◆ Problem requirements ◆
Copy out, unchanged, the lines beginning with the one that contains "the black shorts" and continuing through the one that contains "(856, 1046)", both included.

Collection entries:
────────────────────

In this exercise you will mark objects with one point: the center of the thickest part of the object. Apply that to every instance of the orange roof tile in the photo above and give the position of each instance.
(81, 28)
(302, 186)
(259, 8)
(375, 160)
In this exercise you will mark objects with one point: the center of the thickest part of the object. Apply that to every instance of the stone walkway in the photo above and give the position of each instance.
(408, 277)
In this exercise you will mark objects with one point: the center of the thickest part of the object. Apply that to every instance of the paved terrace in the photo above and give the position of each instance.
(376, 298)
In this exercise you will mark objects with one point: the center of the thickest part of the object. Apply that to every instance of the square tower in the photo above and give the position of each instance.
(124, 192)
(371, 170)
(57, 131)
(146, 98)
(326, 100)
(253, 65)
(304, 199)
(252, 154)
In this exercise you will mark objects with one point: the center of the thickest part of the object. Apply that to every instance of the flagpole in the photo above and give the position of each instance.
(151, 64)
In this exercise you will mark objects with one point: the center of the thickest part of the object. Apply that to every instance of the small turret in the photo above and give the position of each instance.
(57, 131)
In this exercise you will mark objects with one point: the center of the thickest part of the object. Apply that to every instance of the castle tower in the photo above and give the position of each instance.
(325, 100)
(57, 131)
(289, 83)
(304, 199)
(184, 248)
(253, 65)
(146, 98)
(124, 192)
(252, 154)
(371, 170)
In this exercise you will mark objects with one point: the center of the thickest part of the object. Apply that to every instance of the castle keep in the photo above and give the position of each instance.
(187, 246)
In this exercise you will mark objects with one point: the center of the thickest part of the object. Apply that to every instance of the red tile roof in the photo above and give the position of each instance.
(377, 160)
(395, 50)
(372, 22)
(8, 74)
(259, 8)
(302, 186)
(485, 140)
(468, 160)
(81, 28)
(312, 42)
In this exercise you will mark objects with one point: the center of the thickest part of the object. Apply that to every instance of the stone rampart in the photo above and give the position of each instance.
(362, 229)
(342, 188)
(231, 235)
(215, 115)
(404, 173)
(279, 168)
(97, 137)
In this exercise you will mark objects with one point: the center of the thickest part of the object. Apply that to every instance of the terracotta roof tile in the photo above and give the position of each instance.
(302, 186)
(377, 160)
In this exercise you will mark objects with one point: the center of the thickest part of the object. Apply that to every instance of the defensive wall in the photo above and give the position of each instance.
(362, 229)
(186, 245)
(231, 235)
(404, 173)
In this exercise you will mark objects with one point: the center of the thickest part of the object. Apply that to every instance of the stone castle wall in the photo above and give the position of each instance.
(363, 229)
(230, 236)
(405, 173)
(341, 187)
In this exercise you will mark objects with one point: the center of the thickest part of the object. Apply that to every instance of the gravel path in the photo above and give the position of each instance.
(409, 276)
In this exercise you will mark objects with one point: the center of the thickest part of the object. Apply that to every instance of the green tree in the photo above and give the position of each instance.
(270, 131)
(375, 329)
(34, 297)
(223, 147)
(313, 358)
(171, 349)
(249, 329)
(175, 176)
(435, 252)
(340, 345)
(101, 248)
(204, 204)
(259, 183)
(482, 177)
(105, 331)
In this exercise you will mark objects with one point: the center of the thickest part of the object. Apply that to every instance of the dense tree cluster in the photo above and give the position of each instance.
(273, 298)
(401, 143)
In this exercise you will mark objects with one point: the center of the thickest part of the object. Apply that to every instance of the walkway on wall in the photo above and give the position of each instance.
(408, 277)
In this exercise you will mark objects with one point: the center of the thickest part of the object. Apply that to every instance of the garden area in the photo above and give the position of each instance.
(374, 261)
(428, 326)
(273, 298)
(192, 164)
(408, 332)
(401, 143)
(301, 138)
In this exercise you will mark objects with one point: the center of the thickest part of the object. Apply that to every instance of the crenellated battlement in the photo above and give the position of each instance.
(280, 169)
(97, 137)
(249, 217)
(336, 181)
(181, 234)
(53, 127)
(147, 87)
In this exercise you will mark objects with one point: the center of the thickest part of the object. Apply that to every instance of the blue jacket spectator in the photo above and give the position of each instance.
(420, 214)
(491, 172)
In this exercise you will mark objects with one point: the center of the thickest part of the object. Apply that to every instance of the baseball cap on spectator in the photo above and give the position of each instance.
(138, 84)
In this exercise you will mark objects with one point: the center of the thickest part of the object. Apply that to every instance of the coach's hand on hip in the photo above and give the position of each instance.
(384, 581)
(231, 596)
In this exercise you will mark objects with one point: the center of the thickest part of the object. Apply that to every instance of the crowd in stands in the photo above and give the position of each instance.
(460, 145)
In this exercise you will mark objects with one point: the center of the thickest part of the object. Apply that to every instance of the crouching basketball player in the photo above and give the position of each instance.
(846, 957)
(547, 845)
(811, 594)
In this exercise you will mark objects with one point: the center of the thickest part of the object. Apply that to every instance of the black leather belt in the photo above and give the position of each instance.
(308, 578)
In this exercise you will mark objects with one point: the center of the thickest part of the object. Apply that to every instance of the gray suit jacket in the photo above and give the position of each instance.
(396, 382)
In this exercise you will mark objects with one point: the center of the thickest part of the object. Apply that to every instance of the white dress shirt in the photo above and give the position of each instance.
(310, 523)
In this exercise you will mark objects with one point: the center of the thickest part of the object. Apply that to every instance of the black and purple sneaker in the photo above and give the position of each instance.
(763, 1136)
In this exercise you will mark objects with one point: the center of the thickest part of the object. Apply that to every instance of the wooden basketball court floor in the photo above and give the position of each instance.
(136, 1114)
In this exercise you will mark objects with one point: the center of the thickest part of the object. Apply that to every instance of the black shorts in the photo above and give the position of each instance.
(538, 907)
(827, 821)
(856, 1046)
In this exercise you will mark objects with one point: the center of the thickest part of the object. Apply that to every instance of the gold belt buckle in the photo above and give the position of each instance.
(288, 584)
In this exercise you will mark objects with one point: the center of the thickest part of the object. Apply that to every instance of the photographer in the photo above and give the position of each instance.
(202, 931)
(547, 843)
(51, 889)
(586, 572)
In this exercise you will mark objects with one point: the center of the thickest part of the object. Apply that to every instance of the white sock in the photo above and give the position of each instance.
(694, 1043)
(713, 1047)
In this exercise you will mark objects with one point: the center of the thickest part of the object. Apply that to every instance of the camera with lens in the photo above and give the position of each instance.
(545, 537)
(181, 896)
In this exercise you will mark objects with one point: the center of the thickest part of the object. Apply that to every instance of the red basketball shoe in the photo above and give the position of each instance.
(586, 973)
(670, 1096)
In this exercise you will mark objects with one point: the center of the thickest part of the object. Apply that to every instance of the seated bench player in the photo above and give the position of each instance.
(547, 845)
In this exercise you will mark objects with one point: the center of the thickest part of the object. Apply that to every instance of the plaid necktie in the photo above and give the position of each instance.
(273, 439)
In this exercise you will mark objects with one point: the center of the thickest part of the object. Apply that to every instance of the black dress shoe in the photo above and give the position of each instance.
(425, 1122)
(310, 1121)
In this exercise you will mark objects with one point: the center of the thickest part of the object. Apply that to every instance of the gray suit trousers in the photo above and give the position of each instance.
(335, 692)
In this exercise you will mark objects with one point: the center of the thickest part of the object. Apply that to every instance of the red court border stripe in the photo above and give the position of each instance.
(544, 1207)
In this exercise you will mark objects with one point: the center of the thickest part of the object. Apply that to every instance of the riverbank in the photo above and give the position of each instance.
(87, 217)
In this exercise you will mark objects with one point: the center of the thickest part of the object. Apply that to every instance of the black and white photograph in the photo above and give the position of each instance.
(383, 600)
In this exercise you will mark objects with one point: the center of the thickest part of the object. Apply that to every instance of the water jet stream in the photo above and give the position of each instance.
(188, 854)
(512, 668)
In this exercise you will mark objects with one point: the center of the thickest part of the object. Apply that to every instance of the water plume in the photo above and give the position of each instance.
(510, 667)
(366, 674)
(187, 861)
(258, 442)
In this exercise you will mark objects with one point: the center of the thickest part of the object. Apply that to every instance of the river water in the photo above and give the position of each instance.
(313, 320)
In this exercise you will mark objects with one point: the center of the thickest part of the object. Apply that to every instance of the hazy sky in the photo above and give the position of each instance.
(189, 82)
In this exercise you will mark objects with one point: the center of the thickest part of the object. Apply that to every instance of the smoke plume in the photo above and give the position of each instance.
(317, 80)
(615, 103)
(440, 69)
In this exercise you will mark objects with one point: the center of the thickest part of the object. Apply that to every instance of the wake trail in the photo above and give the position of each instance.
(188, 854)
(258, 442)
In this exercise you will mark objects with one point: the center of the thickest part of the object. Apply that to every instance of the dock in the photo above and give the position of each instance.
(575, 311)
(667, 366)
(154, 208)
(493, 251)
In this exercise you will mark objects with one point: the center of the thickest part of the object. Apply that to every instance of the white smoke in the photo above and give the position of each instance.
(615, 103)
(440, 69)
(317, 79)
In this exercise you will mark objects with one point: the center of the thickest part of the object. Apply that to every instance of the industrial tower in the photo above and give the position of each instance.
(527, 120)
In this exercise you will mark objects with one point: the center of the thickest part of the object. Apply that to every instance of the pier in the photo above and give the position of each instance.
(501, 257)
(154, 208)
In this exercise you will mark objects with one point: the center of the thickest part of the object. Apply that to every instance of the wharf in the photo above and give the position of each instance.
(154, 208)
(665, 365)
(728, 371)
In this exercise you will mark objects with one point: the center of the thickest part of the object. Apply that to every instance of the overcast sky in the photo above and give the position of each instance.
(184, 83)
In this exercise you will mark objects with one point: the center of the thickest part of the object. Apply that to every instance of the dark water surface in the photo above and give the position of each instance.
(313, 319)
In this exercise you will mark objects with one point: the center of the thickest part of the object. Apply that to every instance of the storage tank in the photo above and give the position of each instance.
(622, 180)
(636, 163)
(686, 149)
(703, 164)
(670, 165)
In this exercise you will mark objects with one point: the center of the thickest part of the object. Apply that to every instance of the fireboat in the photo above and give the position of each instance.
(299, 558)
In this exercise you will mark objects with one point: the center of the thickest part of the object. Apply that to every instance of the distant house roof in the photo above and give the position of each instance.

────────────────────

◆ Task result ◆
In this exercise you will mark objects with one point: the center of the thickest part of the object. Apply that to every instance of the black shorts in the photo above and give the position of each instance.
(538, 907)
(827, 821)
(856, 1046)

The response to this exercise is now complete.